** SOURCE DATA follows **

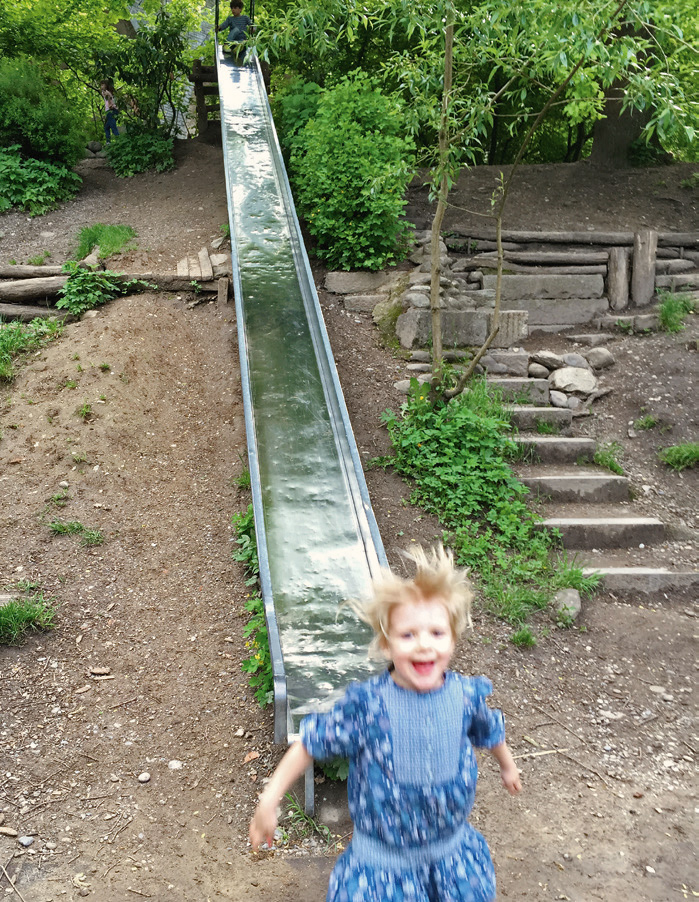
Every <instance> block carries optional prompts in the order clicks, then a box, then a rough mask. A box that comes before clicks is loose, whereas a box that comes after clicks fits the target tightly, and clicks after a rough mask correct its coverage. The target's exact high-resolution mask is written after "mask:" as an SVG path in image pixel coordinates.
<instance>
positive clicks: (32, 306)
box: [0, 304, 74, 323]
mask: <svg viewBox="0 0 699 902" xmlns="http://www.w3.org/2000/svg"><path fill="white" fill-rule="evenodd" d="M0 319H3V320H18V321H19V322H22V323H28V322H31V320H33V319H61V320H71V319H74V317H73V316H71V315H70V313H68V312H66V311H65V310H56V308H55V307H33V306H29V305H27V304H0Z"/></svg>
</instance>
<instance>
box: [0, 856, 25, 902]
mask: <svg viewBox="0 0 699 902" xmlns="http://www.w3.org/2000/svg"><path fill="white" fill-rule="evenodd" d="M8 864H9V862H8ZM0 868H2V872H3V874H4V875H5V877H6V878H7V882H8V883H9V884H10V886H11V887H12V889H13V890H14V891H15V892H16V893H17V895H18V896H19V897H20V899H21V900H22V902H27V900H26V899H25V898H24V896H23V895H22V893H20V891H19V890H18V889H17V887H16V886H15V885H14V883H13V882H12V878H11V877H10V875H9V874H8V873H7V871H6V870H5V865H4V864H0Z"/></svg>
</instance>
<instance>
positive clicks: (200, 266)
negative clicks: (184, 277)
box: [187, 254, 201, 279]
mask: <svg viewBox="0 0 699 902" xmlns="http://www.w3.org/2000/svg"><path fill="white" fill-rule="evenodd" d="M187 262H188V263H189V278H190V279H201V266H200V265H199V257H196V256H195V255H194V254H188V255H187Z"/></svg>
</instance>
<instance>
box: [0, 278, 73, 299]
mask: <svg viewBox="0 0 699 902" xmlns="http://www.w3.org/2000/svg"><path fill="white" fill-rule="evenodd" d="M67 281H68V276H47V277H46V278H43V279H18V280H15V281H12V282H0V301H25V300H27V301H28V300H31V299H32V298H40V297H47V298H49V297H56V295H57V294H58V292H59V291H60V289H61V288H63V286H64V285H65V284H66V282H67Z"/></svg>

** End of SOURCE DATA **

What is needed is a count of the lines in the data that contain the word "positive"; please give it and no other words.

2